● **Data for analysis**:
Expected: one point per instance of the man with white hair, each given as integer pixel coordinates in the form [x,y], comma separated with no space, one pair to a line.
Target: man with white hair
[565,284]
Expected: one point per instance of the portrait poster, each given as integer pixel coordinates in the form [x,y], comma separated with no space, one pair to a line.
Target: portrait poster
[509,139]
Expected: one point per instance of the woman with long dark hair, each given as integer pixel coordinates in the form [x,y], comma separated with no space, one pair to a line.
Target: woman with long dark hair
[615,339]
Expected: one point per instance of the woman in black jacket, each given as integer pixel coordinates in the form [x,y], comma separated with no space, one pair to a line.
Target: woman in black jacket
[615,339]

● **Problem statement**: Word for word, return the entire listing above.

● **Output of the exercise**:
Expected: one point per instance of the man with white hair, each given as integer pixel coordinates in the form [x,y], comma separated with no space, one pair to a line.
Target: man with white hair
[565,284]
Expected: one point per instance of the portrait poster, each given as integer pixel coordinates in the form [x,y], comma separated with no space, one pair to a line.
Target: portrait poster
[509,139]
Expected: one point per instance of the woman with long dark hair, each given as integer pixel coordinates in the form [x,y], comma separated with no space, one pair to a line.
Target: woman with long dark hair
[615,339]
Expected: one point per instance of the woman in black jacket, each given as integer pixel coordinates in the form [x,y], comma separated with no space, one pair to a line.
Target: woman in black jacket
[615,339]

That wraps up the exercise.